◆ Records supplied:
— Start —

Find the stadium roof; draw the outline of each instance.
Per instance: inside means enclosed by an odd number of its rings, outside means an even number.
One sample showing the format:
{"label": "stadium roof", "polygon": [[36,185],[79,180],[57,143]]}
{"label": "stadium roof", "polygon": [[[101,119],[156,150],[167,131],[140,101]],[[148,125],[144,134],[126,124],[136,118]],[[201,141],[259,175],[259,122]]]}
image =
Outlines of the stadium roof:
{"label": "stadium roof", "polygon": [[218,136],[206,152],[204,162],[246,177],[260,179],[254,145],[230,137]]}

— End —

◆ Task: Reproduce the items above, substituting "object" for every occurrence of "instance" and leaving everything else unchanged.

◆ Complete answer:
Find the stadium roof; draw the outline of each object.
Per object: inside means enclosed by an odd number of its rings, outside means an even number.
One sample showing the format:
{"label": "stadium roof", "polygon": [[36,185],[79,180],[57,143]]}
{"label": "stadium roof", "polygon": [[[101,119],[156,150],[167,131],[140,101]],[[148,125],[144,134],[126,124],[136,118]],[[201,141],[259,175],[259,122]]]}
image =
Outlines of the stadium roof:
{"label": "stadium roof", "polygon": [[218,136],[206,152],[204,162],[246,177],[260,179],[254,145],[230,137]]}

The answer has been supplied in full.